======== Fragment tekstu ========
Ja słyszałam opinię, że taranty to niesamowicie mądre konie, szybko uczące się.
patataj   tyle smaku - we fraku
01 października 2009 20:07
http://taranty-argo.cba.pl/
uwielbiam tą stadninę- konie kolorowe utalentowane sportowo
miałam okazję jeździć w życiu na dwóch tarantach- dwa anioły.
ogólnie pogląd, iż maść definiuje w jakiś sposób charakter to bujda. może czyjeś zbiegi okoliczności powodują powstawanie takich mitów, ale wmówić sobie można wszystko.


aż taka bujda to być nie musi- jeśli koń przebywa w prawdziwym stadzie gdzie ustala sie hierarchia itp i jeśli jest 'inny' niż reszta (tarant wśród jednolokorowych, siwy wśród gniadych) to często zdarzają się przypadki 'rasistowskich' zachowań i dyskryminacji kolorowego tylko ze względu na maść - i jeśli tylko trafi na odpowiedni charakter konia taki odrzucony/pomiatany koń może probować się odegrać na człowieku, albo w jakiś inny, nieprzychylny sposób wyładowywać swoje frustracje.
========
Zadanie pisemne: Wypisz cały tekst o tarantach bez żadnej zmiany. Materiał stanowi całość odrębną od tekstu o tarantach.
======== Dostarczone dane ========
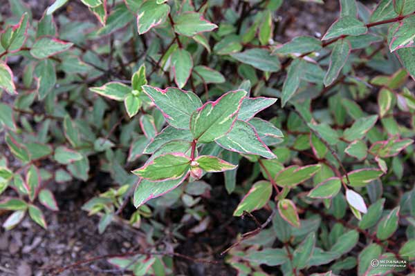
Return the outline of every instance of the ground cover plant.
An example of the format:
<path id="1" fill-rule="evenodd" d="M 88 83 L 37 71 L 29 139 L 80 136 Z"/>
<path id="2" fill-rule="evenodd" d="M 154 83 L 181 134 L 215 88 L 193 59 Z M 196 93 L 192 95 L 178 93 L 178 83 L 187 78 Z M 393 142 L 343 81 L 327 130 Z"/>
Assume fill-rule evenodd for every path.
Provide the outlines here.
<path id="1" fill-rule="evenodd" d="M 141 237 L 46 275 L 415 275 L 415 1 L 4 6 L 3 230 L 77 185 Z"/>

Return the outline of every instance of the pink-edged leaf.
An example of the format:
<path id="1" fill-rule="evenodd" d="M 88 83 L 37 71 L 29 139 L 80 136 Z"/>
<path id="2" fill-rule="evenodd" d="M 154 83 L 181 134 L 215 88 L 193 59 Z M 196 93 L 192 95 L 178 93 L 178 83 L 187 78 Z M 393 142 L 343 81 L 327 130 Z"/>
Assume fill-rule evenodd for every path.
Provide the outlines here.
========
Odpowiedź do zadania:
Ja słyszałam opinię, że taranty to niesamowicie mądre konie, szybko uczące się.
patataj   tyle smaku - we fraku
01 października 2009 20:07
http://taranty-argo.cba.pl/
uwielbiam tą stadninę- konie kolorowe utalentowane sportowo
miałam okazję jeździć w życiu na dwóch tarantach- dwa anioły.
ogólnie pogląd, iż maść definiuje w jakiś sposób charakter to bujda. może czyjeś zbiegi okoliczności powodują powstawanie takich mitów, ale wmówić sobie można wszystko.


aż taka bujda to być nie musi- jeśli koń przebywa w prawdziwym stadzie gdzie ustala sie hierarchia itp i jeśli jest 'inny' niż reszta (tarant wśród jednolokorowych, siwy wśród gniadych) to często zdarzają się przypadki 'rasistowskich' zachowań i dyskryminacji kolorowego tylko ze względu na maść - i jeśli tylko trafi na odpowiedni charakter konia taki odrzucony/pomiatany koń może probować się odegrać na człowieku, albo w jakiś inny, nieprzychylny sposób wyładowywać swoje frustracje.